- [Your task]: Copy out the lines of the items below, word for word, from the very start through the line containing "Target: dark red cherry in pie", including that line. Leave the pictures out of your answer.

(Location identification entries)
□ □ □ □ □ □ □
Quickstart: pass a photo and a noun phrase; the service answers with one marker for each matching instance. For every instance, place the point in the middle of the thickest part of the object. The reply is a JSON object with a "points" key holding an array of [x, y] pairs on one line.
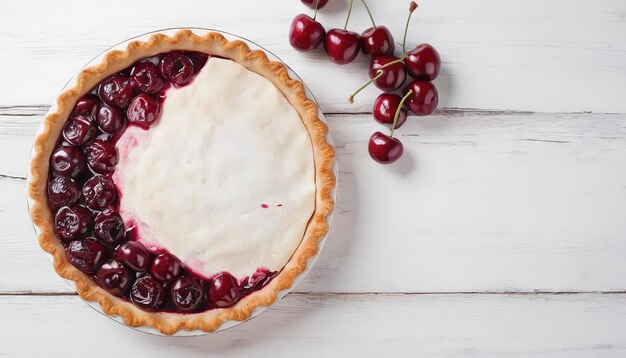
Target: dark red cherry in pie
{"points": [[258, 279], [186, 294], [224, 290], [99, 193], [393, 75], [423, 63], [342, 46], [305, 33], [117, 91], [101, 156], [385, 108], [86, 106], [87, 255], [165, 267], [68, 161], [109, 227], [79, 130], [110, 119], [134, 255], [424, 99], [73, 222], [377, 41], [147, 293], [177, 68], [313, 3], [385, 149], [143, 110], [114, 277], [63, 191], [146, 78]]}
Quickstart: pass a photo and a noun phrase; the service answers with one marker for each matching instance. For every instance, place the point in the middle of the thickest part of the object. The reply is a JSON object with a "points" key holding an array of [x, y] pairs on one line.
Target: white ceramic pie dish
{"points": [[252, 45]]}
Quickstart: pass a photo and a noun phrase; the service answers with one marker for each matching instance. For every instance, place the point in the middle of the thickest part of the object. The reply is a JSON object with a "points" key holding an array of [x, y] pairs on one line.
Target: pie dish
{"points": [[182, 182]]}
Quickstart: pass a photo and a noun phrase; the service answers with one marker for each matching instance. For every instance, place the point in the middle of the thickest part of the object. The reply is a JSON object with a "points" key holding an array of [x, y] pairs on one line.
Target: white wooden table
{"points": [[500, 233]]}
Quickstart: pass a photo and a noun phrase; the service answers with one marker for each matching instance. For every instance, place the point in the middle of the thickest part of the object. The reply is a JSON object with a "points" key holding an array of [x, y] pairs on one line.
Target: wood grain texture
{"points": [[341, 325], [556, 56], [481, 201]]}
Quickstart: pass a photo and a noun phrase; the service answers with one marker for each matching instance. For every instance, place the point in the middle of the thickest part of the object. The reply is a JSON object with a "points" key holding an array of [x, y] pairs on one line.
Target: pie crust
{"points": [[115, 60]]}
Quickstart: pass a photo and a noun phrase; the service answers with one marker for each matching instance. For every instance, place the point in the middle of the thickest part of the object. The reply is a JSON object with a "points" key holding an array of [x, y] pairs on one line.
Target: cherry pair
{"points": [[341, 45]]}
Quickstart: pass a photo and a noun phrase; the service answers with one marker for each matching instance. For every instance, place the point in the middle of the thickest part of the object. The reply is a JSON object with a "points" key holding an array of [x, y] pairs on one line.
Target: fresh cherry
{"points": [[110, 119], [423, 62], [79, 130], [424, 99], [146, 78], [109, 227], [68, 161], [134, 255], [165, 267], [177, 68], [393, 73], [86, 255], [377, 41], [114, 278], [305, 33], [86, 106], [385, 108], [385, 149], [342, 46], [117, 91], [144, 110], [147, 293], [224, 291], [99, 192], [63, 191], [186, 294], [315, 4], [101, 156], [72, 223]]}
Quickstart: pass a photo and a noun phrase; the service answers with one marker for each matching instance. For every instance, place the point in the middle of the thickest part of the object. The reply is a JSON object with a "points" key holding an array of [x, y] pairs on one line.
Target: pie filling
{"points": [[182, 183]]}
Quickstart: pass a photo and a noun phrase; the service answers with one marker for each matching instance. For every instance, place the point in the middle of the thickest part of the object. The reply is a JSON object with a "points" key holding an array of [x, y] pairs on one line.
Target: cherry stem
{"points": [[412, 8], [378, 74], [345, 27], [369, 13], [395, 118], [317, 2]]}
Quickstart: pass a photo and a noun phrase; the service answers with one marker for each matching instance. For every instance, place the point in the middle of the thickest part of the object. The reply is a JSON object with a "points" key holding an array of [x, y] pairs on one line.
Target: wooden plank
{"points": [[479, 202], [562, 55], [342, 325]]}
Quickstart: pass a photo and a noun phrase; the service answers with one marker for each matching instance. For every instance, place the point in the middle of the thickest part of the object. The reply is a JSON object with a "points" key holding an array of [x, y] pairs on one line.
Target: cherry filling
{"points": [[85, 202]]}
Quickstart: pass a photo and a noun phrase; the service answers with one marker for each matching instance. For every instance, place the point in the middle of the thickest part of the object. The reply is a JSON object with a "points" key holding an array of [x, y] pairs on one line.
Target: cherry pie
{"points": [[182, 182]]}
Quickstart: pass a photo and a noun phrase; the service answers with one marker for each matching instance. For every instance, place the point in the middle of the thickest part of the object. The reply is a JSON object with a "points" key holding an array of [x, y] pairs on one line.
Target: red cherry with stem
{"points": [[377, 40], [342, 46], [392, 78], [386, 149], [423, 62], [385, 107], [315, 4], [393, 75], [424, 98], [306, 33]]}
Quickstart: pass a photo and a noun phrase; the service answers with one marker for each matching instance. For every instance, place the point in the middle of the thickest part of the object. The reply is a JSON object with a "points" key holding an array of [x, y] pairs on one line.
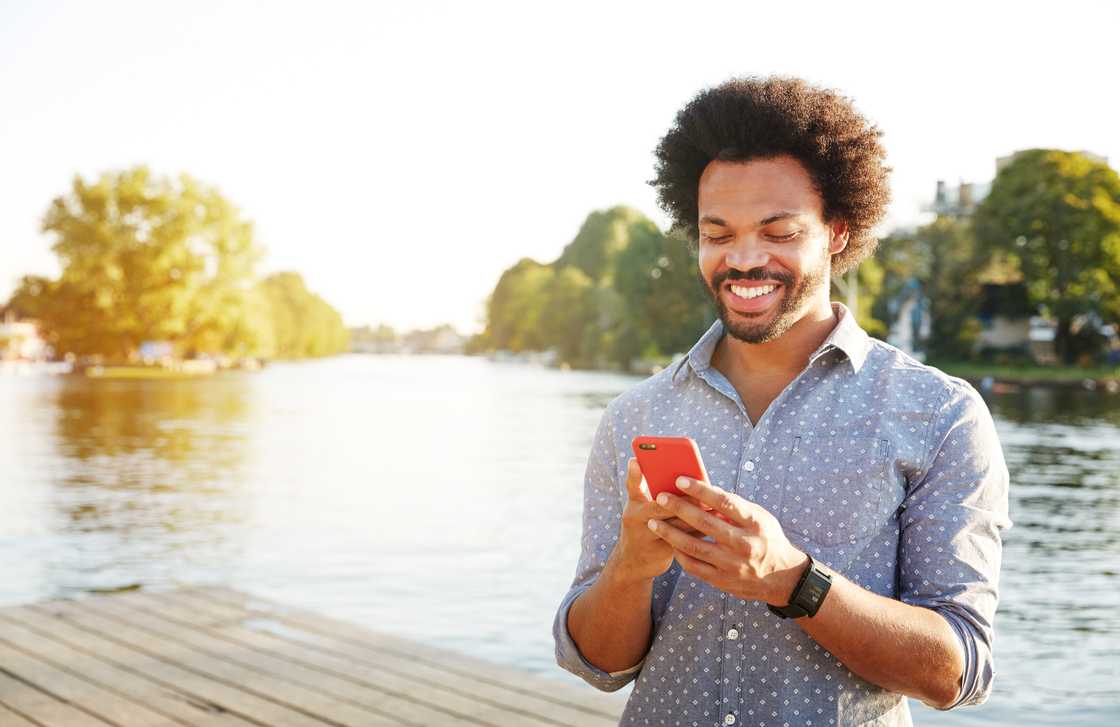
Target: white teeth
{"points": [[752, 292]]}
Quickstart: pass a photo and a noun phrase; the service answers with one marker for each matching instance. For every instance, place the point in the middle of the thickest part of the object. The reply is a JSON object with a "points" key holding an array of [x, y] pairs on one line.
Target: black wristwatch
{"points": [[808, 594]]}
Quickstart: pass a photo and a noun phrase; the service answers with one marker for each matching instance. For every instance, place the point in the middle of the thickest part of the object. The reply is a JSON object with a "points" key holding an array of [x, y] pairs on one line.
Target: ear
{"points": [[838, 236]]}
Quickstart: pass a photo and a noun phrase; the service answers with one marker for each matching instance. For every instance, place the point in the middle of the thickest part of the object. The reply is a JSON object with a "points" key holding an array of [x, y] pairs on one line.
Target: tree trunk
{"points": [[1062, 347]]}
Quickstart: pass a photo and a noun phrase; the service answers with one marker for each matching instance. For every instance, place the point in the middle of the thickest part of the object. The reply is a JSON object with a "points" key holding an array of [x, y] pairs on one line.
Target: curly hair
{"points": [[745, 119]]}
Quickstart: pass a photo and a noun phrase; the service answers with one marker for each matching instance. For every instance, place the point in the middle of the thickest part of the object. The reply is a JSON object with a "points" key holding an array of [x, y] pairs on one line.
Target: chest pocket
{"points": [[838, 490]]}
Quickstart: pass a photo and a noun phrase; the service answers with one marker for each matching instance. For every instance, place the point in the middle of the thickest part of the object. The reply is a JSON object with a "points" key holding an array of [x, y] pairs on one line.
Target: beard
{"points": [[766, 326]]}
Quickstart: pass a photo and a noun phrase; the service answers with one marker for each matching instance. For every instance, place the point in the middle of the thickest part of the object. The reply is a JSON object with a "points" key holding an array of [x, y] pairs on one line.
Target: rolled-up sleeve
{"points": [[951, 543], [603, 503]]}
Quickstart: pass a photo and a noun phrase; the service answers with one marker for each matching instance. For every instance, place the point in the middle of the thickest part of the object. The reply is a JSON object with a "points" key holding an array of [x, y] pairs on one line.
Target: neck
{"points": [[784, 355]]}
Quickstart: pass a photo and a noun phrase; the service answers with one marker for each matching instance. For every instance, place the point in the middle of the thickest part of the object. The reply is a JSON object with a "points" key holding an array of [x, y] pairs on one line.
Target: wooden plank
{"points": [[262, 674], [8, 718], [533, 695], [66, 625], [87, 696], [596, 702], [389, 693], [43, 707], [31, 633], [421, 681]]}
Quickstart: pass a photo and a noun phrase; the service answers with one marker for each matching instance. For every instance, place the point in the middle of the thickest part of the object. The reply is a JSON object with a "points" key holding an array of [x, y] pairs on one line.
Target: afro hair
{"points": [[753, 118]]}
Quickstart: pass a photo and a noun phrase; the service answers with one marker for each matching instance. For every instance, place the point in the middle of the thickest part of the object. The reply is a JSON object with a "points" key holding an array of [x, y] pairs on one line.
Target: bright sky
{"points": [[400, 156]]}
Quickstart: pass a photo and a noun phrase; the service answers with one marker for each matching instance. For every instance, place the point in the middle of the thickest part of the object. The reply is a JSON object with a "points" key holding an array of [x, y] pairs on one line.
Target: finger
{"points": [[698, 568], [646, 511], [712, 553], [683, 527], [634, 482], [728, 504], [705, 521]]}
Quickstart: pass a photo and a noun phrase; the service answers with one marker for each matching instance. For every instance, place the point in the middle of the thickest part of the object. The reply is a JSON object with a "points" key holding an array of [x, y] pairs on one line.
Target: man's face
{"points": [[762, 232]]}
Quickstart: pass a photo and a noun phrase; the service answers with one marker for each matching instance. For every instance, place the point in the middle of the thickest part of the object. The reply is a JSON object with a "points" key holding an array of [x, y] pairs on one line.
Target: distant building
{"points": [[960, 201]]}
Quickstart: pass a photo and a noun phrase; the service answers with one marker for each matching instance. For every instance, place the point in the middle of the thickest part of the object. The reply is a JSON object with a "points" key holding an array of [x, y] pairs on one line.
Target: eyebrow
{"points": [[722, 223]]}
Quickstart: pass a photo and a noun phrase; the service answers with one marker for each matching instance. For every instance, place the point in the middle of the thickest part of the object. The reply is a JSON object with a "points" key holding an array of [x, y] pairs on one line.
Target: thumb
{"points": [[635, 484]]}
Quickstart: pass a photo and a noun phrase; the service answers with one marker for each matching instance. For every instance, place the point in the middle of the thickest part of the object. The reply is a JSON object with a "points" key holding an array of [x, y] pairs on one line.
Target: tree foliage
{"points": [[618, 291], [1057, 215], [301, 324], [147, 258]]}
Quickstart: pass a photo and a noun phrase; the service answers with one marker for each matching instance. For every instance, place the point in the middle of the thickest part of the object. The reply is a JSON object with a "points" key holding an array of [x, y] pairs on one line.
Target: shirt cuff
{"points": [[569, 656], [969, 650]]}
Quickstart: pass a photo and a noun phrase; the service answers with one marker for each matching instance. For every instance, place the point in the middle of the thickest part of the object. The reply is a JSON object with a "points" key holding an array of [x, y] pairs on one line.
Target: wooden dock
{"points": [[215, 656]]}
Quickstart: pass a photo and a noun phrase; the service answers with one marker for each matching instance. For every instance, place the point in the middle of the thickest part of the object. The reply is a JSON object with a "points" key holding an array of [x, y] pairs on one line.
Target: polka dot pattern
{"points": [[887, 471]]}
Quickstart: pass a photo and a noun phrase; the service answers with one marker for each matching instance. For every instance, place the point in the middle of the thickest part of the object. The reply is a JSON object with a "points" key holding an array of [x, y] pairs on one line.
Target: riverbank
{"points": [[988, 375]]}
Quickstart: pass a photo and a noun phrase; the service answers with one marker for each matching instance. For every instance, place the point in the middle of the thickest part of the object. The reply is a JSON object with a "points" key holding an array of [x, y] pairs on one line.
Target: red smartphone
{"points": [[663, 459]]}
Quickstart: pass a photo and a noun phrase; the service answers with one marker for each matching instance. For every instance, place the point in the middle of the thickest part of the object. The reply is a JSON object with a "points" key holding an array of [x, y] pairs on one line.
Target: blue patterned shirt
{"points": [[887, 471]]}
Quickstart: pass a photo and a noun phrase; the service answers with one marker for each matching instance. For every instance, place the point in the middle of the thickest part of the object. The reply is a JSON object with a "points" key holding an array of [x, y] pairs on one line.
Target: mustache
{"points": [[754, 273]]}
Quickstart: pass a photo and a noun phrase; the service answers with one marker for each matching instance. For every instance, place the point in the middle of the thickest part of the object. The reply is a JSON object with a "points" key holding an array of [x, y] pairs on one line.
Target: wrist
{"points": [[785, 579], [617, 572]]}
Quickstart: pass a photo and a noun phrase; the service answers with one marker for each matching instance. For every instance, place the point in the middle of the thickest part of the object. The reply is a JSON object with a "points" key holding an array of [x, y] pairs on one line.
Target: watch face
{"points": [[814, 588]]}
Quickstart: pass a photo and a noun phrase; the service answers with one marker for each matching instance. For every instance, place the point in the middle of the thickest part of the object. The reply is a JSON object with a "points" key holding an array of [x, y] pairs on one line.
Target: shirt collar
{"points": [[846, 336]]}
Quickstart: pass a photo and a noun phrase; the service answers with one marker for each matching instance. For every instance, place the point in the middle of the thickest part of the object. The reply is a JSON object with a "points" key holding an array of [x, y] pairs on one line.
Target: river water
{"points": [[438, 497]]}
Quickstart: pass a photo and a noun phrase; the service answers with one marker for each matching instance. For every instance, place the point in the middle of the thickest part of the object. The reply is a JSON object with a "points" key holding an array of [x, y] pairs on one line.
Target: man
{"points": [[847, 550]]}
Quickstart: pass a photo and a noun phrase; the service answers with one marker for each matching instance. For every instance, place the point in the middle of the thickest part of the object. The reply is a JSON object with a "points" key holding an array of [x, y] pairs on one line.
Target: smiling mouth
{"points": [[752, 299], [754, 291]]}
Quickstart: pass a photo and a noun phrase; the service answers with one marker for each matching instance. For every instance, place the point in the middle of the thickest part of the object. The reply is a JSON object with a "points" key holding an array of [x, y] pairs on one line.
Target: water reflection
{"points": [[440, 499], [147, 484]]}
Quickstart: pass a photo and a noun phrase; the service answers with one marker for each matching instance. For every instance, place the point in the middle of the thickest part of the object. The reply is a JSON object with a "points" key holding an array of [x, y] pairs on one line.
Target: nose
{"points": [[747, 253]]}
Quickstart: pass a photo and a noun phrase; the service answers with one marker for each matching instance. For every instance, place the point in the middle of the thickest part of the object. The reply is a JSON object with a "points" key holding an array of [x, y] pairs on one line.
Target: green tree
{"points": [[145, 258], [602, 236], [301, 323], [567, 314], [1057, 214], [515, 305], [944, 258], [659, 278]]}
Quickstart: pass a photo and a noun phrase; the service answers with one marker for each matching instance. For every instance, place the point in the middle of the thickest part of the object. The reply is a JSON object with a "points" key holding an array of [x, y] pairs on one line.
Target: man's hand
{"points": [[641, 555], [752, 557]]}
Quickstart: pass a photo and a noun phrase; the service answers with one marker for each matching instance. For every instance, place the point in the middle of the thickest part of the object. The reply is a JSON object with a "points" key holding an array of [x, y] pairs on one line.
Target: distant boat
{"points": [[180, 370], [35, 367]]}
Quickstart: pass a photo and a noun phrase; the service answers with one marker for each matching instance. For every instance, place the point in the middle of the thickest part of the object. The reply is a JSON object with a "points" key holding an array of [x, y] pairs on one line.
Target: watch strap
{"points": [[808, 595]]}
□ □ □ □ □ □ □
- [Task output]:
Quickstart: pass a photo and a noun phrase; the service answers with one marker for each matching instance. For every instance, place the point in the middle of the thickest part of the object. The reply is a JSON object with a "points" key holding an array of [x, y] pairs on one line.
Target: dark red cherry in pie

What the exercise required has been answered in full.